§ Stored data:
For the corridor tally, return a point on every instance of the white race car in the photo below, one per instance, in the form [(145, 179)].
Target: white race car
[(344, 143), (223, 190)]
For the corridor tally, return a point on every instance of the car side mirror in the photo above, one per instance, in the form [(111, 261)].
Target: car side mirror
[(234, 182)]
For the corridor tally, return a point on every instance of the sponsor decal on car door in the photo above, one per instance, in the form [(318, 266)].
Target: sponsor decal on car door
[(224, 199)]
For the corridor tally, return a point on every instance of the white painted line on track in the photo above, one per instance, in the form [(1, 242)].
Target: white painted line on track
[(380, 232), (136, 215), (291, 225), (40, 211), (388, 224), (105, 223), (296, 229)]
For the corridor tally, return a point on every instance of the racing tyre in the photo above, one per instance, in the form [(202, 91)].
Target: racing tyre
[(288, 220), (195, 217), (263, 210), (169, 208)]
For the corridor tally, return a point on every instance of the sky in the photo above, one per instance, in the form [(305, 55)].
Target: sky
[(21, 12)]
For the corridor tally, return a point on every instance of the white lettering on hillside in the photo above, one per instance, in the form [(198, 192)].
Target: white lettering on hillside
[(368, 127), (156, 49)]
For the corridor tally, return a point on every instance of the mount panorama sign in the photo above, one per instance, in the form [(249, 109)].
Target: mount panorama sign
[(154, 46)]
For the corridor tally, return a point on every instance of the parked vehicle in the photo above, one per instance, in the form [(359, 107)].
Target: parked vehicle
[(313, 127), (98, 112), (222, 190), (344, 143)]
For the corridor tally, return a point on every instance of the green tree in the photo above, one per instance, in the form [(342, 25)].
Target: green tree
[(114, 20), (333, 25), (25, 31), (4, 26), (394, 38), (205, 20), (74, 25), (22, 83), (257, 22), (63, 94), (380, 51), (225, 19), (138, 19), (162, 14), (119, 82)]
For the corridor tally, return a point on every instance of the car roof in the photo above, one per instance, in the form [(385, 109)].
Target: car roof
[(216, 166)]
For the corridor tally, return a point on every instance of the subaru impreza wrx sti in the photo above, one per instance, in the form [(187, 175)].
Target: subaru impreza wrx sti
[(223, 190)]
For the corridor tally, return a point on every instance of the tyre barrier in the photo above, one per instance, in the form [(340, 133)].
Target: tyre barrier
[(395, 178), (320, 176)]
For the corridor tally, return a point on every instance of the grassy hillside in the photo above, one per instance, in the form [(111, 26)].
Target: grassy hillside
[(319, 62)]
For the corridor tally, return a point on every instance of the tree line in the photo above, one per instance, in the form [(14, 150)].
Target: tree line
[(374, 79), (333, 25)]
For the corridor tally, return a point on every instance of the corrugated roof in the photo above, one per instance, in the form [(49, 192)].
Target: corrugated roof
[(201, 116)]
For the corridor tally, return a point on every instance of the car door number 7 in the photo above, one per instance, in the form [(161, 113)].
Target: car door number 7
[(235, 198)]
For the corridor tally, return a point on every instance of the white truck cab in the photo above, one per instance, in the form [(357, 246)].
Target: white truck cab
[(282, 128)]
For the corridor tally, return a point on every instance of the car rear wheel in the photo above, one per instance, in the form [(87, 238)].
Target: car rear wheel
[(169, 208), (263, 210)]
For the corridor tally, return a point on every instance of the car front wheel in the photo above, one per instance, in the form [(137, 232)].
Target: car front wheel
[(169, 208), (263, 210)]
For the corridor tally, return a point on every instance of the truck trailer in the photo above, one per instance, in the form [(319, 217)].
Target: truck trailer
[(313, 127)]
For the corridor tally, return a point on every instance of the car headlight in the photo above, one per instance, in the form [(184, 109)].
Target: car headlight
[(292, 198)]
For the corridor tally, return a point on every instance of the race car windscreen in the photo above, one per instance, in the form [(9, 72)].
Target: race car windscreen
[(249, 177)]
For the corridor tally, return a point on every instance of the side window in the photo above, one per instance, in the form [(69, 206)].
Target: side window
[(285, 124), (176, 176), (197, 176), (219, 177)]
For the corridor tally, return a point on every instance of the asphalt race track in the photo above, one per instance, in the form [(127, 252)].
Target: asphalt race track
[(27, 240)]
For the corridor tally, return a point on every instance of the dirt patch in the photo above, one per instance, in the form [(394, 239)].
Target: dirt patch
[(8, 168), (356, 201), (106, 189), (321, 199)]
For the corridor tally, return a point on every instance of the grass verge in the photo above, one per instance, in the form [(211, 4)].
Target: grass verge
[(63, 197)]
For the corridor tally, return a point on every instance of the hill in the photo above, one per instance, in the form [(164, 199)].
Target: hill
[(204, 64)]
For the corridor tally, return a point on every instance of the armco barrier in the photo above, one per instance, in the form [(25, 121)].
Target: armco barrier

§ Work to be completed: Swap every "corridor tally" in the entries above for "track survey", and reproduce all the entries with nothing else changed.

§ Task response:
For the track survey, return a point on every instance of the white race car in the photo below, one per instance, in the form [(145, 179)].
Target: white race car
[(344, 143), (223, 190)]
For the track survey, return a point on every instance of the car side mirror in the photo above, one per instance, in the form [(111, 261)].
Target: car side mirror
[(234, 182)]
For the track survey, return a point on every instance of the sponsor decal on car door in the photo above, one per instance, in the form [(318, 266)].
Target: sponsor decal on car door
[(224, 199)]
For the track survey, return a point on every instance of the white painted line on track in the photo above, one per instance, in the form [(1, 242)].
Target: white painted line on track
[(380, 232), (136, 215), (291, 225), (40, 211), (388, 224), (105, 223), (296, 229)]
For the track survey, return a point on every instance of the racing tyre in the photo above, one per instance, in the form [(202, 91)].
Target: racing tyre
[(288, 220), (195, 217), (263, 210), (169, 208)]
For the track survey, return a point on every instance of the sky in the photo above, one per instance, in the form [(305, 55)].
Target: sky
[(21, 12)]
For the track survey, return a point on every instance of the white lettering on hillside in the photo above, one per instance, in the form [(198, 192)].
Target: white lettering on hillside
[(368, 127), (156, 49)]
For the track survey, return a point on every instance of the mount panorama sign in the photo above, one per instance, in the form [(249, 109)].
Target: mount panorama sign
[(154, 46)]
For the track survey, return a point on every instance of the parked vehicle in the photo above, one per instance, in the form [(359, 107)].
Target: parked vehicle
[(313, 127), (98, 112), (222, 190), (344, 143)]
For the track survey, return a point on every instance of the green tree in the photo above, one per instance, in the form [(342, 25)].
Target: green tree
[(114, 20), (333, 25), (25, 31), (4, 26), (394, 38), (205, 20), (74, 25), (22, 83), (257, 22), (63, 94), (380, 51), (225, 19), (138, 19), (162, 14), (119, 82)]
For the track survey, return a point on every instance of the car roof in the photo above, one per instance, in the form [(385, 109)].
Target: car roof
[(216, 166)]
For the track survey, return a point on every instance of the subaru impreza wrx sti in the photo above, one per instance, in the form [(187, 175)].
Target: subaru impreza wrx sti
[(223, 190)]
For the track survey, return a point on every instance of the tyre barrier in the photo above, one per instance, in the form [(340, 133)].
Target: tyre barrier
[(395, 178), (320, 176)]
For the track survey, return a point on every instance of the grassy hillside in the photo above, one per instance, in the form [(111, 26)].
Target: grassy hillside
[(319, 62)]
For the track survey, return a point on every instance of the tree line in the photo above, one per instance, in the form [(14, 150)].
Target: tree line
[(374, 79), (333, 25)]
For the track survey, return a point on every instance of the corrugated roof in the photo above, one per instance, in the form [(49, 192)].
Target: corrugated roof
[(201, 116)]
For the track survey, return a point on every instance of the car door number 7 in the photo above, one per instance, in the form [(161, 113)].
Target: car door number 7
[(235, 198)]
For the track survey, return a point on every instance of the white truck cab in the photo above, one per instance, in the form [(357, 246)].
Target: white truck cab
[(282, 128)]
For the track survey, return a point on every instance of the car rear wheel in the photo above, one per instance, in the form [(87, 238)].
Target: car rear wheel
[(169, 208), (263, 210)]
For the track survey, return a point on every instance of the car front wheel in the photo above, one per instance, in the form [(137, 232)].
Target: car front wheel
[(169, 208), (263, 210)]
For the track survey, return a point on every instance of the truck trailer in the photo above, one per instance, in the form [(319, 217)].
Target: truck trailer
[(313, 127)]
For the track survey, return a point on every instance of the car headlight in the photo above, one per instance, in the form [(184, 109)].
Target: car headlight
[(292, 198)]
For the track survey, return a point on every instance of the race car windscreen in the photo above, one per instance, in the form [(9, 72)].
Target: race car windscreen
[(249, 177)]
For the track survey, return a point on every instance of the side window in the photo above, one per instance, in the form [(69, 206)].
Target: side window
[(285, 124), (176, 176), (197, 176), (219, 177)]
For the track survey, return a point on every instance of the asphalt race track in the photo above, one per instance, in the form [(127, 252)].
Target: asphalt race track
[(27, 240)]
For the track survey, return a point on every instance of the dirt patch in the photo above, one per instance, in the form [(394, 239)].
Target: dirt patch
[(8, 168), (356, 201), (106, 189), (321, 199)]
For the track survey, return a point on every instance of the grass verge in the photo above, one per instance, in the form [(211, 4)].
Target: grass verge
[(63, 197)]
For the track survey, return a point on every instance of the hill in the photo above, one per instance, in the form [(164, 199)].
Target: hill
[(204, 64)]
For the track survey, return a point on every instance of the armco barrier in the photo above, one per instance, in the form [(25, 121)].
Target: armco barrier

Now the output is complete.